▶ _Prompt_
Line by line, the entries below are to be reproduced unaltered.

START Listed entries

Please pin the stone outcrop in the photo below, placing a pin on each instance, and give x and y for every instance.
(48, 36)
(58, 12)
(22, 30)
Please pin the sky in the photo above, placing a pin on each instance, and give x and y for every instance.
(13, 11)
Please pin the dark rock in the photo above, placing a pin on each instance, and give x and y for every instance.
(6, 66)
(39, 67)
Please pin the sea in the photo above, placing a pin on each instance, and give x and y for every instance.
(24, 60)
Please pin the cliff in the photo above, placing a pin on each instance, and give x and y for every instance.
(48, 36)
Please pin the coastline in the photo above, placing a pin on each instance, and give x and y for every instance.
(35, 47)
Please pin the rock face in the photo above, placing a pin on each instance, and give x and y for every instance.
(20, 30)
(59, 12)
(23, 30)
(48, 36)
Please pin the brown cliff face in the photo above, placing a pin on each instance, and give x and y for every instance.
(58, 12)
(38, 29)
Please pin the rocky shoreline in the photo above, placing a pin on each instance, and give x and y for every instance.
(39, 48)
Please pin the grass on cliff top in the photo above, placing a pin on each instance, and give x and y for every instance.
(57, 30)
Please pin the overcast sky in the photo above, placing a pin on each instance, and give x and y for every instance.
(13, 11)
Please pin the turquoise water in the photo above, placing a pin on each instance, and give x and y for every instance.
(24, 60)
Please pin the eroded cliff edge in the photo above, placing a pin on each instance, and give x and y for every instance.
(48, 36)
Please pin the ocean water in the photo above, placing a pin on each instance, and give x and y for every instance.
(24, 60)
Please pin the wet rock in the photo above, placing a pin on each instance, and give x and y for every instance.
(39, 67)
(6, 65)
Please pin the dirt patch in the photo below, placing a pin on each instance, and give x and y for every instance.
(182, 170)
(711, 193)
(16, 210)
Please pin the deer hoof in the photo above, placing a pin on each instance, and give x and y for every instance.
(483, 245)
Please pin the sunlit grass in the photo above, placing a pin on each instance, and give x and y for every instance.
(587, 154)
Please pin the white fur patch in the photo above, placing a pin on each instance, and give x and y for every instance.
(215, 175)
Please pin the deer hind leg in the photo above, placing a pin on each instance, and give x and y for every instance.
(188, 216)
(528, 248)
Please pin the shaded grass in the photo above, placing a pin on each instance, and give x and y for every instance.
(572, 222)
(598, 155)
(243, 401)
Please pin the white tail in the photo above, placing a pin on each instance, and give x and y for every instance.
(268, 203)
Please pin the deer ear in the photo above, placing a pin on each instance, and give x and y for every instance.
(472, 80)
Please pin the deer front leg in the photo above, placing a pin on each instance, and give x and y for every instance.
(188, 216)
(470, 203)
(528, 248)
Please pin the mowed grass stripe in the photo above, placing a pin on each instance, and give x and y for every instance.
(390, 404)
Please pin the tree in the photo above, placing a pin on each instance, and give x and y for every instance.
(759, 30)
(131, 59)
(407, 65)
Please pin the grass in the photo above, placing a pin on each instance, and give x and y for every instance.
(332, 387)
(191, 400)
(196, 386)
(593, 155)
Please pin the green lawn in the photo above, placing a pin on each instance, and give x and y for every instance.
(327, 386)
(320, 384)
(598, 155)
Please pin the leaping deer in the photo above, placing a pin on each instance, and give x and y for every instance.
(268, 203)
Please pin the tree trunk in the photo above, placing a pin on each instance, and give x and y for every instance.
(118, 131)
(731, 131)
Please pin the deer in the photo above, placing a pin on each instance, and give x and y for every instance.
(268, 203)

END Listed entries

▶ _Response box_
Please pin the stone outcrop in the photo below, placing a pin on each instance, and give x and y for every instance.
(48, 36)
(58, 12)
(22, 30)
Please pin the sky in the photo above, placing a pin on each instance, and give x and y for every instance.
(13, 11)
Please pin the dark rock in the photo above, placing a pin on each instance, and give x and y for every instance.
(6, 66)
(39, 67)
Please pin the sea in the photo above, placing a pin on each instance, and give x and y for every instance.
(24, 60)
Please pin the cliff in the photo above, placing a pin on each instance, and give x and y for every instance.
(48, 36)
Please pin the coastline in the photo above, placing a pin on each instance, and give x and y for every instance.
(35, 47)
Please pin the rock face in the photo above, placing a pin on each instance, and give x and y for every instance.
(20, 30)
(59, 12)
(23, 30)
(48, 36)
Please pin the brown cliff face in the photo above, placing a pin on each instance, and give x and y for every instance.
(58, 12)
(38, 29)
Please pin the rocky shoreline in the photo above, placing a pin on each instance, and give x and y for every instance.
(39, 48)
Please pin the grass on cliff top in the photo above, placing a pin on each instance, and give x and y for every instance.
(57, 30)
Please pin the overcast sky in the photo above, placing a pin on each instance, and give x and y for every instance.
(13, 11)
Please pin the turquoise water in the photo above, placing a pin on each instance, and give x and y for every instance.
(24, 60)
Please pin the eroded cliff edge in the photo above, placing a pin on each instance, and give x and y for every instance.
(48, 36)
Please pin the ocean water in the photo above, placing a pin on each instance, and give x and y for every instance.
(24, 60)
Please pin the wet rock in the photo above, placing a pin on each instance, and give x and y for every instance.
(39, 67)
(6, 65)
Please pin the dirt patch in the photo below, placing a pin on each instance, and give x and y for every instance.
(182, 170)
(711, 193)
(16, 210)
Please pin the deer hoof in the photo above, placing a pin on each instance, and give x and y for every instance.
(483, 245)
Please pin the sunlit grass in the photo above, placing a pin on each instance, and give x and y for every instance.
(587, 154)
Please pin the white fur patch in the photo above, placing a pin on each instance, and give x and y for every instance.
(215, 175)
Please pin the deer hind leg in the photo above, placing a pin on each instance, and give x and y for every instance.
(188, 216)
(528, 248)
Please pin the shaded grass in the photo above, placing a pin on each instance, and give x and y for every instance.
(572, 222)
(598, 155)
(243, 401)
Please pin the white tail in the photo above, placing a pin on each instance, and give x and y for every instance.
(268, 203)
Please pin the deer ear in the photo above, placing a pin on each instance, and give x and y for every instance.
(472, 80)
Please pin the deer front leg in the photo above, placing a pin on each instance, and give x and y for every instance.
(188, 216)
(470, 203)
(528, 248)
Please pin the mowed grass stripe in the photo above, placing a pin on each instance, and give x and y for every instance.
(390, 404)
Please pin the tree in the photo above, placing a pin on each instance, and give x and y for every instance.
(759, 30)
(131, 59)
(407, 65)
Please pin the grass in the photo above, placing a pin on each instance, and give x and y for every instance.
(332, 387)
(191, 400)
(196, 386)
(593, 155)
Please pin the green lawn in the photo above, placing a pin on each instance, and give x and y for every instance.
(327, 386)
(320, 384)
(598, 155)
Please pin the leaping deer in the photo above, placing a pin on each instance, and give x and y for every instance.
(268, 203)
Please pin the tree trunk in the photo above, placing a pin on each instance, and give x and y for every instance.
(118, 131)
(731, 131)
Please pin the deer in the photo above, placing a pin on each instance, and give x and y for every instance.
(268, 203)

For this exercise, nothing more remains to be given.